## Aim
Pull out every line of the records that contains the string "tailgate" and copy each one. Case counts.

Entries for pointing and labeling:
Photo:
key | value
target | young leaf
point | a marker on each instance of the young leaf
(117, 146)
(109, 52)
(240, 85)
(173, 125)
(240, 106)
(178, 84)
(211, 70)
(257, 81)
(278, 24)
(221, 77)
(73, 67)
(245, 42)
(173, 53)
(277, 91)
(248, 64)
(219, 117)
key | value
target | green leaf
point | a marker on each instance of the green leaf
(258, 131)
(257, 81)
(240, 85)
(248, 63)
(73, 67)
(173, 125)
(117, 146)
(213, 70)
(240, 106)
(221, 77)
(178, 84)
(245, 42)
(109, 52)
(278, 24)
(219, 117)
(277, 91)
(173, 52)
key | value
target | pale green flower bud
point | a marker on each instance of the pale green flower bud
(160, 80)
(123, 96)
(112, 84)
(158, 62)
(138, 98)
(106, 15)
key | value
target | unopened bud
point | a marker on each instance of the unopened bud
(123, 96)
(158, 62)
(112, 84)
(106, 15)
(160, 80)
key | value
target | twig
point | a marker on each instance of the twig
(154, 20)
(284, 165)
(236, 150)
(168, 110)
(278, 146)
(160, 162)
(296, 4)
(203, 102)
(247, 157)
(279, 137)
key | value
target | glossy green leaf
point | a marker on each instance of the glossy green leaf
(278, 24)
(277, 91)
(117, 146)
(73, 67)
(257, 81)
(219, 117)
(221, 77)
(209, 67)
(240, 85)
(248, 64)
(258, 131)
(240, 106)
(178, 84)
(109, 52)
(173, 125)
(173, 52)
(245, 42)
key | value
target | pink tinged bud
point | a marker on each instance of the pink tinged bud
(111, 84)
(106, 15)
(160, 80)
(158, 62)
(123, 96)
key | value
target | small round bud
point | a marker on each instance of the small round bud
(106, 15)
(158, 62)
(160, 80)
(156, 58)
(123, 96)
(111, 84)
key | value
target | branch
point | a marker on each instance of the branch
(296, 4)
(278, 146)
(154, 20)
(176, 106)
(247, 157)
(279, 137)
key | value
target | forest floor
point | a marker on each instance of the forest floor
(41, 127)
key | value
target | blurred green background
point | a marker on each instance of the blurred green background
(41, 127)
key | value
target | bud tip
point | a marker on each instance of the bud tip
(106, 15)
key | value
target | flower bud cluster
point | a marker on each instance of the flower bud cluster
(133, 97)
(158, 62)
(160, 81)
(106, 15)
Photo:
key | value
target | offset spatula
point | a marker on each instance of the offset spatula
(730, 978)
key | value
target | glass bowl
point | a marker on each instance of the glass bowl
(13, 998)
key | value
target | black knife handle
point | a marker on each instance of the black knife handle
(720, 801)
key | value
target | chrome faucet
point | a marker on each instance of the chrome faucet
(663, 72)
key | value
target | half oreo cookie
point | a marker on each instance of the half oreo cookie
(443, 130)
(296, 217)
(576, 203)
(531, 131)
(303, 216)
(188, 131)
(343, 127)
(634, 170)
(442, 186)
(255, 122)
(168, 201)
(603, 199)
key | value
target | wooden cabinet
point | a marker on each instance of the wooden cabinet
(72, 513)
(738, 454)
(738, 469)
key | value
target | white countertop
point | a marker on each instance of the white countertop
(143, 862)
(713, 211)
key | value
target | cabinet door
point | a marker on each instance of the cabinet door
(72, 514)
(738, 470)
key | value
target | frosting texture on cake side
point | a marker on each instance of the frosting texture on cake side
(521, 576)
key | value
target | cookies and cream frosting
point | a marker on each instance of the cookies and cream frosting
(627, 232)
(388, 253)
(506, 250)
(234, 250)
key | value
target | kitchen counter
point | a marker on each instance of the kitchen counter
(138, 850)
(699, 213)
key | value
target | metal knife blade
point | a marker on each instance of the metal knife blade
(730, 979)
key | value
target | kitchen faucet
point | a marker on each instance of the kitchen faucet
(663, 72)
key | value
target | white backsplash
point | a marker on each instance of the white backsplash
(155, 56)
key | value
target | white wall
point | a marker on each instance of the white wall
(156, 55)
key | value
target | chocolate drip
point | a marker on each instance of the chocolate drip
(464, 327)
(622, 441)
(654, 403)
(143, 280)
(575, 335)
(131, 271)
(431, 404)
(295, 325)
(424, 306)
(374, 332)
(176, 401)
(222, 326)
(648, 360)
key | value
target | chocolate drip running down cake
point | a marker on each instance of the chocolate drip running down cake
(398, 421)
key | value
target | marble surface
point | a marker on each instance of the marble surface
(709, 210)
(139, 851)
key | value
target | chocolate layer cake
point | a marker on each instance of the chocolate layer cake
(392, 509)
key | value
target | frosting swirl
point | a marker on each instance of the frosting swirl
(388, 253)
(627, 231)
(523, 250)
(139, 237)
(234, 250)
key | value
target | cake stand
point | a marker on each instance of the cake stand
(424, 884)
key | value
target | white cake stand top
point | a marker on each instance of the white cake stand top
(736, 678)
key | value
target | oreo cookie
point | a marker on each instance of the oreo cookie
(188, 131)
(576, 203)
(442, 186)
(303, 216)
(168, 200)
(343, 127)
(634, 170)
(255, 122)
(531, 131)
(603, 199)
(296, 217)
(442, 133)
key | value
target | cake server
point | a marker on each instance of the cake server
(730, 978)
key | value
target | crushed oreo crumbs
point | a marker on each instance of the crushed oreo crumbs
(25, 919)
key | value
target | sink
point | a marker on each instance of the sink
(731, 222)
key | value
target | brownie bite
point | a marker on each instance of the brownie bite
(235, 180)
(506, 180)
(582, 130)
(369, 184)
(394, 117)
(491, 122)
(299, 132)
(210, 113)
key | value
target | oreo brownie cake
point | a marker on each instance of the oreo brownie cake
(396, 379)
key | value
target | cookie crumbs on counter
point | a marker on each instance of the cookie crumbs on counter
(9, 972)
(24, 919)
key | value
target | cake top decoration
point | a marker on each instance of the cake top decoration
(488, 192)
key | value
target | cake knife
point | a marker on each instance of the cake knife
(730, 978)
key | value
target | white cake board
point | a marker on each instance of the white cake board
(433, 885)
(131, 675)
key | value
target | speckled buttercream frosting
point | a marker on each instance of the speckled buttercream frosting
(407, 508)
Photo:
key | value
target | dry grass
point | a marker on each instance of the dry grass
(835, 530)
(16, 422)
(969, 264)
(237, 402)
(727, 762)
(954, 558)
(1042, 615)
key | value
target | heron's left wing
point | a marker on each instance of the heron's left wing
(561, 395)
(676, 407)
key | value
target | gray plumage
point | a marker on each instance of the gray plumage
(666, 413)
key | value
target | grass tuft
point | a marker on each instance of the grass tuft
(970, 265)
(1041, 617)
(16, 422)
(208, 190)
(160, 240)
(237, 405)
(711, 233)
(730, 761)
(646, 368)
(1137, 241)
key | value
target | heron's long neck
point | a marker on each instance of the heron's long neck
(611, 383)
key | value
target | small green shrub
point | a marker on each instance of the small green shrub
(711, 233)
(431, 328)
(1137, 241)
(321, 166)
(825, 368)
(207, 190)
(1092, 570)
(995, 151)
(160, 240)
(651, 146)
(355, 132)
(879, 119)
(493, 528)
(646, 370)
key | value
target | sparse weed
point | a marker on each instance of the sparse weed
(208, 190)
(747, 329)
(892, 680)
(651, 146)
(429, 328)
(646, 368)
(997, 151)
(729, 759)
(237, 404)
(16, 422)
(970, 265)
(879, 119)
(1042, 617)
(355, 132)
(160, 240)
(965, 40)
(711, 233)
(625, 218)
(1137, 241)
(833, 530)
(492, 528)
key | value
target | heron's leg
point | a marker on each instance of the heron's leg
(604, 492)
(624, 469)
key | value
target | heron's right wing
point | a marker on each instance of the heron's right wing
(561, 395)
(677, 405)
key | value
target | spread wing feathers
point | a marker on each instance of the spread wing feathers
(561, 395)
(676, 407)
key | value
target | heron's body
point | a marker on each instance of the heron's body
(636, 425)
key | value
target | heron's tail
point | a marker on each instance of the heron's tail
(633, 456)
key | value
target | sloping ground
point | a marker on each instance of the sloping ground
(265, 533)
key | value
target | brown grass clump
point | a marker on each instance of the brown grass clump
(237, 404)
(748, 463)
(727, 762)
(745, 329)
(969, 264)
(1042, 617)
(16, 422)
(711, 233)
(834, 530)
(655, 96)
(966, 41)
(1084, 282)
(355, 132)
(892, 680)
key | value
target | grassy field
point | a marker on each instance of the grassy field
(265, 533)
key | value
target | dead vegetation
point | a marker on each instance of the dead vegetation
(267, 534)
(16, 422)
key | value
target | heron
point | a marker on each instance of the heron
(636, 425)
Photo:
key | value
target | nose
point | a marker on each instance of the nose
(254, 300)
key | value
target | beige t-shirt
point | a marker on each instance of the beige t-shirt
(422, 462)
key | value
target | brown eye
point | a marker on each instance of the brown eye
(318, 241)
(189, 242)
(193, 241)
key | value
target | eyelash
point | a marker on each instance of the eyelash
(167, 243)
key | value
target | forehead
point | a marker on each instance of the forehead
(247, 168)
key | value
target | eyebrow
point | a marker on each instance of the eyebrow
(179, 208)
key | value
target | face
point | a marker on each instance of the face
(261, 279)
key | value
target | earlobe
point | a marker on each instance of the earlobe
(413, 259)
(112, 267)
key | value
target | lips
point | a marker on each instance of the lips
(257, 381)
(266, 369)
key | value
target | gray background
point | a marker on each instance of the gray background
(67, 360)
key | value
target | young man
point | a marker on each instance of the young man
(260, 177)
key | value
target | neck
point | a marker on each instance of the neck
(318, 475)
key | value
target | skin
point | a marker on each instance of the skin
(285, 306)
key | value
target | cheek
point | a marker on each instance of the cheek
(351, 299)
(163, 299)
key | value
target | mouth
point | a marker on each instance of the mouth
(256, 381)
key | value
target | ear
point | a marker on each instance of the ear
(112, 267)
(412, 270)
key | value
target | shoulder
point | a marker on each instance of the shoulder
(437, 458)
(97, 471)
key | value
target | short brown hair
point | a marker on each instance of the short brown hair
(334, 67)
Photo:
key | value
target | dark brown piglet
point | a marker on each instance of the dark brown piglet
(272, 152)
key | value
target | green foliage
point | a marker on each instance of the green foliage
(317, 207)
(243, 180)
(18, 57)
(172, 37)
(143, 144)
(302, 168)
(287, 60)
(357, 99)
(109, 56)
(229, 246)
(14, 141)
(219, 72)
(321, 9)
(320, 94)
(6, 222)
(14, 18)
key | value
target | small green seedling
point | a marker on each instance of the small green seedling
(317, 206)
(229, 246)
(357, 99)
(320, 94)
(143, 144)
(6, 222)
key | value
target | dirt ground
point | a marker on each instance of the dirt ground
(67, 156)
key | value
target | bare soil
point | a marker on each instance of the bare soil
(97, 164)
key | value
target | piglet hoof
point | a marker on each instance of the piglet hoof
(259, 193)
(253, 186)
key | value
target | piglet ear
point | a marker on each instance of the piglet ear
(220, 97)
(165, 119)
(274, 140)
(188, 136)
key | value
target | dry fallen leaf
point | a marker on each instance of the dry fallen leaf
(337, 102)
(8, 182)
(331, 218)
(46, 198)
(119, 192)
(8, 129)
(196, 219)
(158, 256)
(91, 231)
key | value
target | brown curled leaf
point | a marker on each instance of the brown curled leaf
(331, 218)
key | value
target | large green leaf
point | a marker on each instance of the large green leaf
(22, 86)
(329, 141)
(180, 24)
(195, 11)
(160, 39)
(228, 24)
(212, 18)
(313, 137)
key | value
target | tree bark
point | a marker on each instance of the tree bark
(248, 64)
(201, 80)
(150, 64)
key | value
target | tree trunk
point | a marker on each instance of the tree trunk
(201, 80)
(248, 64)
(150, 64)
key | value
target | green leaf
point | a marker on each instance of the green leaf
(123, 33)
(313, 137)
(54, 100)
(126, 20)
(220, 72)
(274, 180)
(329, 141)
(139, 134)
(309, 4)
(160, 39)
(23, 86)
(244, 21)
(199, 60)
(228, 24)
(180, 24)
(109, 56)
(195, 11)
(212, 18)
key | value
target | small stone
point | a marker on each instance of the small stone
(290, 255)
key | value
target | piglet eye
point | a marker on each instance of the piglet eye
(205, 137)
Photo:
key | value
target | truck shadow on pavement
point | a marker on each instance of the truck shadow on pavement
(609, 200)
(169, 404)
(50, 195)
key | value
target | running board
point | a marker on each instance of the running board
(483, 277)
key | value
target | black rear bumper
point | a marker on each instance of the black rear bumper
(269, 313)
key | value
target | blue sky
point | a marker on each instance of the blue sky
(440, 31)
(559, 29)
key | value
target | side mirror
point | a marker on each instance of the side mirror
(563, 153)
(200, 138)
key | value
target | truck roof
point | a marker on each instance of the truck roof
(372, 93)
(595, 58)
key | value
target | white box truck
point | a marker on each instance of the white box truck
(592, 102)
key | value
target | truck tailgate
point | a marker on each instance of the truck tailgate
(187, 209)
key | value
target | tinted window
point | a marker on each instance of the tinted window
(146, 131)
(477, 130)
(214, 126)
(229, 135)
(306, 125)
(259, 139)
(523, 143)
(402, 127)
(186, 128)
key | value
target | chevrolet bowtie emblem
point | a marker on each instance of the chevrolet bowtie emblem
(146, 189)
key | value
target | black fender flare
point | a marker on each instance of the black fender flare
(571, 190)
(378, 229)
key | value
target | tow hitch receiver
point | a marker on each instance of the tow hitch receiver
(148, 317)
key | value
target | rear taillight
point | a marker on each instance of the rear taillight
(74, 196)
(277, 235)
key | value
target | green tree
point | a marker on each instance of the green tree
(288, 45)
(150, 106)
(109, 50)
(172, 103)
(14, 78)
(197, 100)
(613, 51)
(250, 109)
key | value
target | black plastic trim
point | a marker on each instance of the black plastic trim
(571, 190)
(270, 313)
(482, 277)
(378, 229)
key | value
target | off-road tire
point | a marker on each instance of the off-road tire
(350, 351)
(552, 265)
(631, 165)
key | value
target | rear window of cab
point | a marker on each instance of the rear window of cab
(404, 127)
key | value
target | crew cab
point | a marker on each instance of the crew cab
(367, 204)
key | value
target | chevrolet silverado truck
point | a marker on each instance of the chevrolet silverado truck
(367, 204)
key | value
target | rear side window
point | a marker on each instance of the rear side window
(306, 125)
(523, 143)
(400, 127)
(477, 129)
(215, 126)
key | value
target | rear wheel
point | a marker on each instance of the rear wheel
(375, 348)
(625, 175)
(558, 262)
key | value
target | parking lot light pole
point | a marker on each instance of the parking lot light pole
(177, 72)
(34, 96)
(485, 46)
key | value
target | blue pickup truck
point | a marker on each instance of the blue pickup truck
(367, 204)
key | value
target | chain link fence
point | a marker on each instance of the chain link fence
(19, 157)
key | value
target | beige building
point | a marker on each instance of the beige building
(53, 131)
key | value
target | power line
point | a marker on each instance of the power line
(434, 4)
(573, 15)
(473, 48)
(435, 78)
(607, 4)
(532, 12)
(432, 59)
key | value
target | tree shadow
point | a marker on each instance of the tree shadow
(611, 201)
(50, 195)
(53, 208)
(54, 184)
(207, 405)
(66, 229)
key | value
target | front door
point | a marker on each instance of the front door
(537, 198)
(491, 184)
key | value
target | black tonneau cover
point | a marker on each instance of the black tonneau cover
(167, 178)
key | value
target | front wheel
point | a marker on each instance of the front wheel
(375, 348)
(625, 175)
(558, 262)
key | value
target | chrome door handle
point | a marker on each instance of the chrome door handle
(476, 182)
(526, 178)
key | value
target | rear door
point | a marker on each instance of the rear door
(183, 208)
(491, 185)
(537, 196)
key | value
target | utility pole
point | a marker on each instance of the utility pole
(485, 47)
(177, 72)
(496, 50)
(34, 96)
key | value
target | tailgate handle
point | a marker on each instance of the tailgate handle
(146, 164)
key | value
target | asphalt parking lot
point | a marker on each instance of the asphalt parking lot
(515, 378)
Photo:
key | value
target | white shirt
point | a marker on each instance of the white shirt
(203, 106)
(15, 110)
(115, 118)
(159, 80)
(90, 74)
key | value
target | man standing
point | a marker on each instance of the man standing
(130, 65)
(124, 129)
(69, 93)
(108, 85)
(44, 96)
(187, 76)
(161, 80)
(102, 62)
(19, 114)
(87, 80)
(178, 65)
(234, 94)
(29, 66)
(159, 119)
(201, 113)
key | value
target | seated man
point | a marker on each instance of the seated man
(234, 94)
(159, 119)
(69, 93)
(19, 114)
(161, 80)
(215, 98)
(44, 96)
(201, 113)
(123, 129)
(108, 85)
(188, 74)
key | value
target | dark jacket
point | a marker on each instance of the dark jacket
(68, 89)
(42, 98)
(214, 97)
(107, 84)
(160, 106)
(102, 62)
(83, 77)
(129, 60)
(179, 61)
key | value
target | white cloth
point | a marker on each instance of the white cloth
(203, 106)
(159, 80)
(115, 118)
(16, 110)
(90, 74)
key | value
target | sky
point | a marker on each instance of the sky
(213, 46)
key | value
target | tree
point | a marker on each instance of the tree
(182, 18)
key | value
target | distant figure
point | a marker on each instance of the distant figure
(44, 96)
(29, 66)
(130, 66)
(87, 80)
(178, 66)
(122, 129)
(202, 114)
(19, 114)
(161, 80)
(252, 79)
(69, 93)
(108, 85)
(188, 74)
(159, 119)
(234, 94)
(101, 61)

## Problem solution
target | truck tailgate
point | a marker on each instance of the truck tailgate
target | tailgate handle
point | a marker on each instance of the tailgate handle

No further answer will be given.